SHORT EXERCISE. Repeat the lines verbatim, beginning with the line containing "Where can you spot the dark" and continuing through the line containing "column 101, row 341", with both included. Omit the pictures from your answer.

RECORD EXTRACTS.

+ + + +

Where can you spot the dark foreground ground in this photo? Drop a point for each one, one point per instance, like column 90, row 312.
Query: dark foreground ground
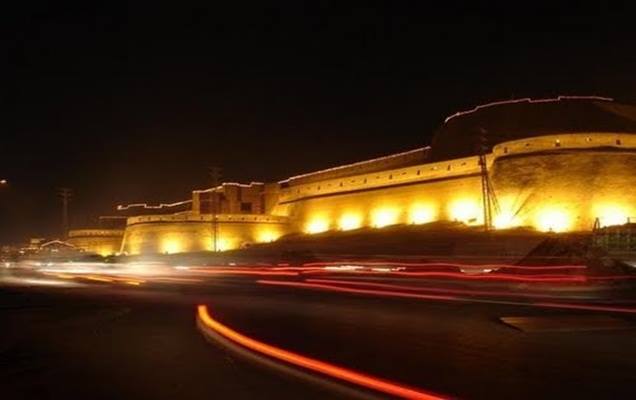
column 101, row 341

+ + + +

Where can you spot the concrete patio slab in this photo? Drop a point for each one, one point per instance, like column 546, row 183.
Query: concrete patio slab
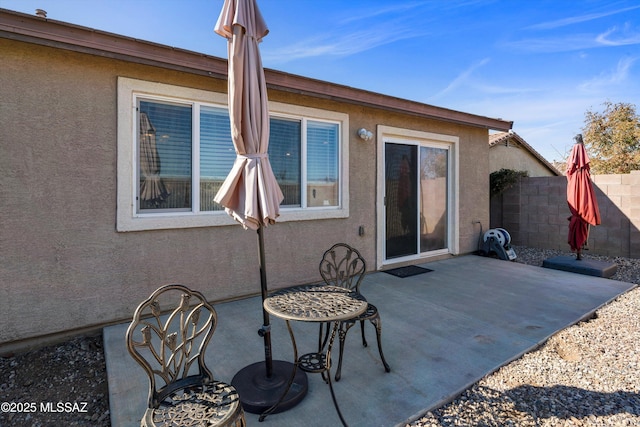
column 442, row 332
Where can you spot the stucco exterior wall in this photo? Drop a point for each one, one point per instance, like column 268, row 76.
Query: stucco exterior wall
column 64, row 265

+ + + +

REPLY.
Where can you spot the dark foreground ground in this photo? Drop a point for each one, one point per instance, like column 90, row 312.
Query: dark foreground ground
column 101, row 341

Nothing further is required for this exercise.